* start Selected text *

Monday, April 23, 2018


This week three much loved passages make up the readings. The first tells the arresting story of an encounter between a spiritually curious Ethiopian, and Philip the Evangelist, one of seven ‘deacons’ the early church appointed, not to be confused with Philip the Apostle, one of the Twelve. The deacons’ special  role was to take responsibility for help and assistance to poor Christians, and thus free others to be preachers -- though as this episode, and Philip’s title ‘Evangelist’  shows, deacons could also be very effective in spreading the Gospel.

The second reading is taken from the first Letter of John. This letter, the most frequently quoted Epistle not authored by Paul, boldly and unqualifiedly asserts that ‘God is love’. It is the very affirmation, of course, that underlay the creation of deacons as visible  agents of that love. On the surface, the Gospel passage seems to have a different tone. Jesus develops the metaphor of the True Vine in a way that ends with a warning. Like the metaphor of the Good Shepherd (from last week), however, this image is drawn from a world very different to ours, and so needs a little interpretative work to ‘get the message’.

* end Selected text *
* start Material supplied *

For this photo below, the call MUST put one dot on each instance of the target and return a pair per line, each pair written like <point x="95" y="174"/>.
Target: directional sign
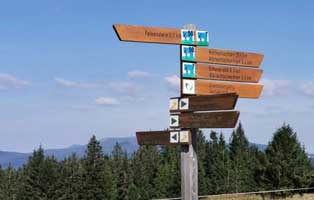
<point x="174" y="137"/>
<point x="184" y="104"/>
<point x="226" y="119"/>
<point x="223" y="73"/>
<point x="205" y="103"/>
<point x="163" y="137"/>
<point x="174" y="120"/>
<point x="203" y="87"/>
<point x="161" y="35"/>
<point x="218" y="56"/>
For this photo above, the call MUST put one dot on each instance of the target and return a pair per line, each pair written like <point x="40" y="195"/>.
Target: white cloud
<point x="73" y="84"/>
<point x="106" y="101"/>
<point x="307" y="88"/>
<point x="276" y="87"/>
<point x="138" y="74"/>
<point x="124" y="87"/>
<point x="8" y="81"/>
<point x="173" y="81"/>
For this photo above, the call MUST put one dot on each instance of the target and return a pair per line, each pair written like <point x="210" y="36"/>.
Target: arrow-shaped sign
<point x="204" y="87"/>
<point x="147" y="34"/>
<point x="225" y="119"/>
<point x="205" y="103"/>
<point x="222" y="73"/>
<point x="163" y="137"/>
<point x="219" y="56"/>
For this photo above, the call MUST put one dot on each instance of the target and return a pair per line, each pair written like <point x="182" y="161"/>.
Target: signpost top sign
<point x="161" y="35"/>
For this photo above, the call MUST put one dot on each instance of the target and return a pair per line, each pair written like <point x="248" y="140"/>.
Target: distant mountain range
<point x="129" y="144"/>
<point x="16" y="159"/>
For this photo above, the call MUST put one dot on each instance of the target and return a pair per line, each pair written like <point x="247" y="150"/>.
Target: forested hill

* end Material supplied *

● Exercise goal
According to the reflection on this week's readings, what was the special role of the deacons? Answer from the reflection on this week's readings alone, not from the records.

● The solution
Their special role was to take responsibility for help and assistance to poor Christians, freeing others to be preachers.